Excerpt:
━━━━━━

# How do I view a list of manual TPCs and who marked the items down?



## LUNCHpod (Dec 10, 2021)

Is this something only ETL-APs can view, or is there something on Workbench/Greenfield? I also can't find any official policy on how markdowns are supposed to work, and if it's in the policy if we can buy items that we marked down.


----------



## Planosss enraged (Dec 11, 2021)

I thought TPC was only possible for perishables?


----------



## LUNCHpod (Dec 11, 2021)

Planosss enraged said:


> I thought TPC was only possible for perishables?


It is (though I've also seen the odd toilet paper and whatnot). There is just someone who is doing some weird markdowns at my store.


----------



## seasonaldude (Dec 11, 2021)

Planosss enraged said:


> I thought TPC was only possible for perishables?



You can markdown anything. We're supposed to for online only items and damaged packages. Note: you are not supposed to for the random NOP stuff the DC sends us, but that doesn't stop my TL from doing it anyway.


----------



## azure (Dec 11, 2021)

Greenfield


----------



## Planosss enraged (Dec 11, 2021)

seasonaldude said:


> You can markdown anything. We're supposed to for online only items and damaged packages. Note: you are not supposed to for the random NOP stuff the DC sends us, but that doesn't stop my TL from doing it anyway.


Talking specifically about TPC…


----------

━━━━━━

Listing:
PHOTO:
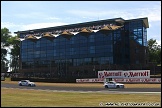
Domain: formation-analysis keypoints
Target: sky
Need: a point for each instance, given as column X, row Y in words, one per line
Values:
column 28, row 15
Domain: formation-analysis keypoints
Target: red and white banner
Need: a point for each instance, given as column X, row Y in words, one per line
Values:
column 133, row 80
column 124, row 74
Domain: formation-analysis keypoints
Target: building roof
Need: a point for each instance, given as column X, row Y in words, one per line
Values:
column 119, row 21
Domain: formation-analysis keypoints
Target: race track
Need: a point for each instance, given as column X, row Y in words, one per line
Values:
column 85, row 89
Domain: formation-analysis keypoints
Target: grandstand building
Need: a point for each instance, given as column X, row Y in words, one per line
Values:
column 82, row 49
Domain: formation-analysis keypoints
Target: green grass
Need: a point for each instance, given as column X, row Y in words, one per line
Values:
column 35, row 98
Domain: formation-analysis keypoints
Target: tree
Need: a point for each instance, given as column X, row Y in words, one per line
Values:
column 5, row 35
column 154, row 51
column 15, row 52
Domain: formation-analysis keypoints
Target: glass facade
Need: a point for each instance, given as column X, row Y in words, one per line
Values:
column 96, row 48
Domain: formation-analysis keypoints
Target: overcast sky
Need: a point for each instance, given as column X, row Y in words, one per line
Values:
column 27, row 15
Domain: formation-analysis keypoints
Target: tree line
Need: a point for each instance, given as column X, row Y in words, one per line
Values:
column 11, row 45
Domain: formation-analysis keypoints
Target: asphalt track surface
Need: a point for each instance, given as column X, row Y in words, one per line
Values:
column 85, row 89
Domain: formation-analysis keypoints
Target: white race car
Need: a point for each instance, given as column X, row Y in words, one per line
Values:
column 113, row 84
column 26, row 83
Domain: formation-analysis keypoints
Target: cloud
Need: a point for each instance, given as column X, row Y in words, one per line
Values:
column 22, row 27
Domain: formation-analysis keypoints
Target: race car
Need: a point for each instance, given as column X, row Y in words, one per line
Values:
column 113, row 84
column 26, row 83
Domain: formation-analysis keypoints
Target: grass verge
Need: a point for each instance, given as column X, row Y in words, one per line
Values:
column 35, row 98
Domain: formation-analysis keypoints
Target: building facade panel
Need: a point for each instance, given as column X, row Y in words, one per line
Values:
column 83, row 53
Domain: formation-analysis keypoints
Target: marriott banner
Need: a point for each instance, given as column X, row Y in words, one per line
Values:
column 124, row 74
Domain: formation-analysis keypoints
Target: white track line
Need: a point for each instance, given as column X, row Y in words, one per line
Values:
column 112, row 92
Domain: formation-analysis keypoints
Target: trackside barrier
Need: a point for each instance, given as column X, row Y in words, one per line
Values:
column 128, row 80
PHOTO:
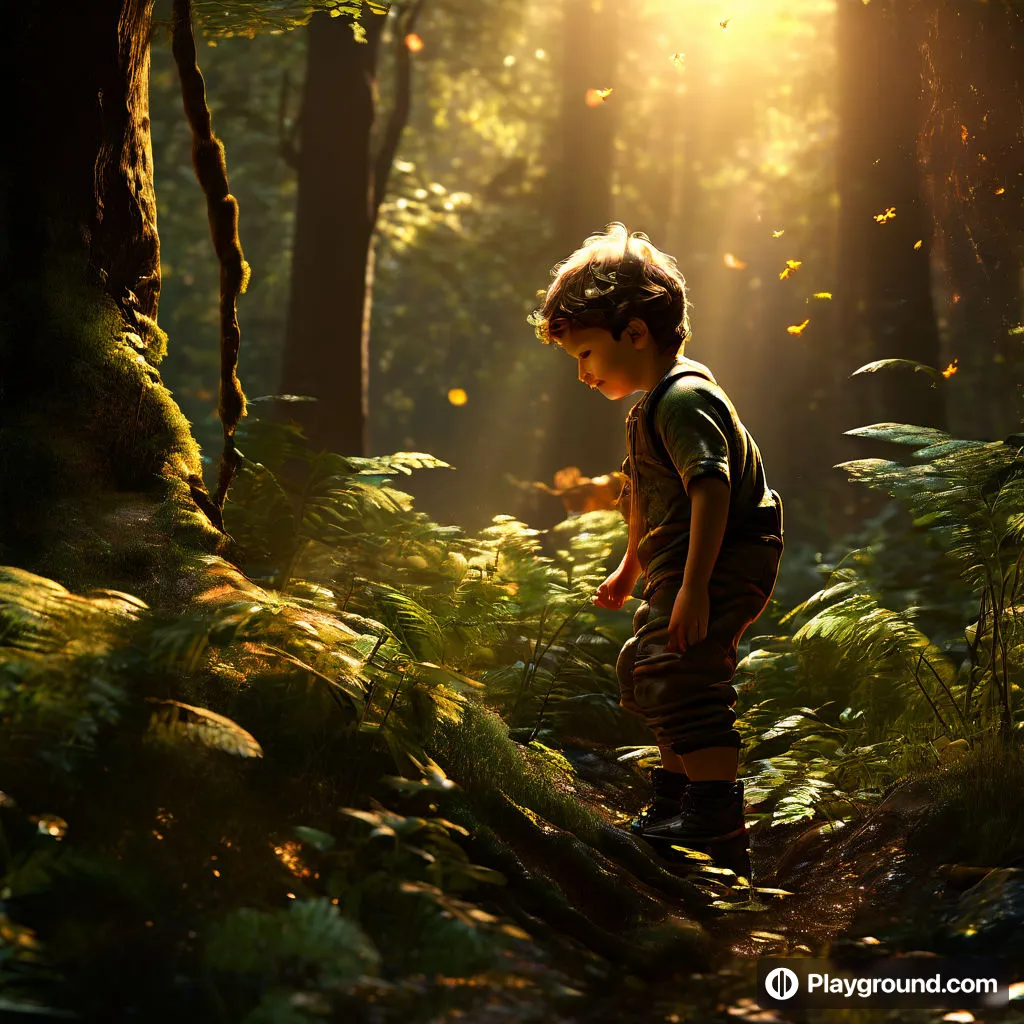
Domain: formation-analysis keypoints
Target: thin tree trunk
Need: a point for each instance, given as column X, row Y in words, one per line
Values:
column 973, row 146
column 327, row 343
column 884, row 300
column 90, row 441
column 584, row 429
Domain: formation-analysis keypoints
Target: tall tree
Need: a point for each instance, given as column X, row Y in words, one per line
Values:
column 972, row 148
column 343, row 161
column 885, row 301
column 86, row 428
column 583, row 429
column 884, row 306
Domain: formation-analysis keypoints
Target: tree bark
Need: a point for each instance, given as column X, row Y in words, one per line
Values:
column 972, row 145
column 327, row 350
column 94, row 454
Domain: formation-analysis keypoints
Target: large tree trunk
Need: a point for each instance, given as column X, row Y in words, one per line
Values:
column 973, row 147
column 327, row 346
column 93, row 451
column 584, row 429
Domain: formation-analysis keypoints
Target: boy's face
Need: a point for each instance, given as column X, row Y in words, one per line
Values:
column 613, row 368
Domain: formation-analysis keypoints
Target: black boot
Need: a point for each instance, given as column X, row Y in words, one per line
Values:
column 711, row 819
column 669, row 787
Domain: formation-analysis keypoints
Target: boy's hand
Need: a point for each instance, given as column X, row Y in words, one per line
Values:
column 688, row 622
column 615, row 589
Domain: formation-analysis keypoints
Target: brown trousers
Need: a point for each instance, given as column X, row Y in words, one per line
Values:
column 686, row 697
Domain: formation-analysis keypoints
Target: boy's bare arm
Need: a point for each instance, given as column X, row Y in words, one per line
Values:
column 710, row 510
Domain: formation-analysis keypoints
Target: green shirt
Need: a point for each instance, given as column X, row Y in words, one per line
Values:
column 700, row 435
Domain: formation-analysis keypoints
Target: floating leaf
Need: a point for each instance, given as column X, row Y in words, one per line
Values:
column 871, row 368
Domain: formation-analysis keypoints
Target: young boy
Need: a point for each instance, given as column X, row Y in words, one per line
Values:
column 705, row 529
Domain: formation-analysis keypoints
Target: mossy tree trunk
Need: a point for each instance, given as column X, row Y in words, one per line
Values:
column 884, row 303
column 100, row 472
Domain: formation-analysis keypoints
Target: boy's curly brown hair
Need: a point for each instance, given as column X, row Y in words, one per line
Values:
column 611, row 279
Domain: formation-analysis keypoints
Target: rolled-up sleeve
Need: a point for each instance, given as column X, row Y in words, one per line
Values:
column 693, row 435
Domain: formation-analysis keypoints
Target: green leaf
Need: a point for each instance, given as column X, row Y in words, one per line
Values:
column 175, row 722
column 871, row 368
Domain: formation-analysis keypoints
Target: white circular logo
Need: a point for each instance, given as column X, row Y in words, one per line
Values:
column 781, row 983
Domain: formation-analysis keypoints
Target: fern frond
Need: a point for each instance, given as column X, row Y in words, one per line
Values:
column 173, row 722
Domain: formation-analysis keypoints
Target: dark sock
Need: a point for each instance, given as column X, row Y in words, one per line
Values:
column 670, row 783
column 713, row 793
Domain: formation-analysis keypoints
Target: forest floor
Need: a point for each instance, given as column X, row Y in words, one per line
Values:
column 869, row 890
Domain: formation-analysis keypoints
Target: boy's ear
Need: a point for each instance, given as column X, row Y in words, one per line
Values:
column 636, row 329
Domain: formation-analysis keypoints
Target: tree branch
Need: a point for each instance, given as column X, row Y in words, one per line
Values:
column 222, row 212
column 400, row 110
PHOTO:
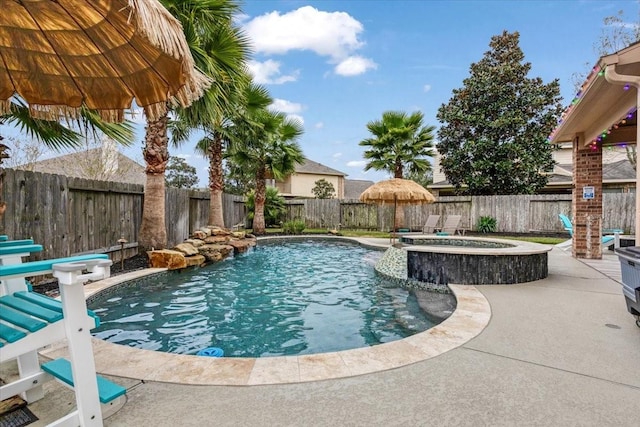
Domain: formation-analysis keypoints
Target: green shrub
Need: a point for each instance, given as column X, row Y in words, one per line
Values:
column 293, row 227
column 487, row 224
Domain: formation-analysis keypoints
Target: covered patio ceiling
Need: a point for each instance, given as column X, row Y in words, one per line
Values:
column 604, row 111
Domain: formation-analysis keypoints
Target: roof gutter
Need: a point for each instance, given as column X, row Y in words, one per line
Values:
column 612, row 76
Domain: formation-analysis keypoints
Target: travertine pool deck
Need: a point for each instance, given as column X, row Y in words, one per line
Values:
column 562, row 351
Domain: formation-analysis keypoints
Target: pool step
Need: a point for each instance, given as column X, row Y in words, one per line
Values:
column 61, row 369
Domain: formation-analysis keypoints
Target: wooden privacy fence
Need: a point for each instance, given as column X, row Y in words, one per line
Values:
column 70, row 215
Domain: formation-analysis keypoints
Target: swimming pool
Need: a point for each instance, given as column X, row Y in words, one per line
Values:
column 291, row 298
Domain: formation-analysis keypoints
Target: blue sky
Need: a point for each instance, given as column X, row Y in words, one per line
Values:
column 340, row 64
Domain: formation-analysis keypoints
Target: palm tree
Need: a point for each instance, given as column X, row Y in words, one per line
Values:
column 399, row 144
column 200, row 20
column 269, row 149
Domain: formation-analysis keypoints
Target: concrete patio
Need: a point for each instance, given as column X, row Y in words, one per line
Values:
column 559, row 351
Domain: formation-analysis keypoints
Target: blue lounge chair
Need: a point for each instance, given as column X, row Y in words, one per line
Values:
column 606, row 240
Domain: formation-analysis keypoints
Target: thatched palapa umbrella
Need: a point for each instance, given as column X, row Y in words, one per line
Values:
column 397, row 191
column 61, row 55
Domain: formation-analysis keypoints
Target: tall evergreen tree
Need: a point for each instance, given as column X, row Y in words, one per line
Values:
column 495, row 128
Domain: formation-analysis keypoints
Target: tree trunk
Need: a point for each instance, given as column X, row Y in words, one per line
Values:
column 260, row 197
column 216, row 182
column 153, row 231
column 3, row 155
column 399, row 216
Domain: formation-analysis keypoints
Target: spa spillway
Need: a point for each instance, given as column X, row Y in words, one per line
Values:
column 473, row 261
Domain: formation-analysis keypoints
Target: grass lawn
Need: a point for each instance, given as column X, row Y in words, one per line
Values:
column 545, row 240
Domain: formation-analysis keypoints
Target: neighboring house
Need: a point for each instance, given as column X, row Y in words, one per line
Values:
column 618, row 174
column 103, row 164
column 353, row 188
column 302, row 181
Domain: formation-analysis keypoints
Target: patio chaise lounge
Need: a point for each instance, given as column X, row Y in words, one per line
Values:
column 451, row 224
column 430, row 226
column 31, row 321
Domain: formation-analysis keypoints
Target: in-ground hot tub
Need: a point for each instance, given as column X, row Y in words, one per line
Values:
column 473, row 261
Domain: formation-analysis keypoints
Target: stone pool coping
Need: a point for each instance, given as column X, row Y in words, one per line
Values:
column 471, row 316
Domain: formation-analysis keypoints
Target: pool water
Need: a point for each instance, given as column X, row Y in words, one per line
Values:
column 279, row 299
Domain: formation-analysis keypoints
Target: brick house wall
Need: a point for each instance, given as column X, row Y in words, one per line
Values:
column 587, row 213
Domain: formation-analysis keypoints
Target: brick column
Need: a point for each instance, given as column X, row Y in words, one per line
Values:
column 587, row 213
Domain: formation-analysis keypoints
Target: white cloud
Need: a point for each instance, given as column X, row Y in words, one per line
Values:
column 329, row 34
column 268, row 72
column 356, row 163
column 354, row 65
column 285, row 106
column 296, row 117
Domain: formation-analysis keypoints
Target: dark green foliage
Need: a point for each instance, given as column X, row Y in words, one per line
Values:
column 180, row 174
column 323, row 189
column 487, row 224
column 293, row 227
column 274, row 206
column 494, row 134
column 399, row 144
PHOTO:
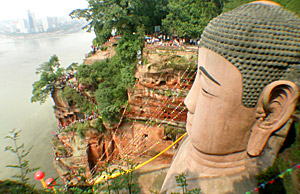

━━━━━━

List of tasks:
1. In the markdown thread, which two kinds of items does seasonaldude say staff are supposed to mark down?
2. Reproduce everything in the markdown thread from "# How do I view" down to "we marked down.".

Answers for this exercise:
1. Online only items and damaged packages.

2.
# How do I view a list of manual TPCs and who marked the items down?



## LUNCHpod (Dec 10, 2021)

Is this something only ETL-APs can view, or is there something on Workbench/Greenfield? I also can't find any official policy on how markdowns are supposed to work, and if it's in the policy if we can buy items that we marked down.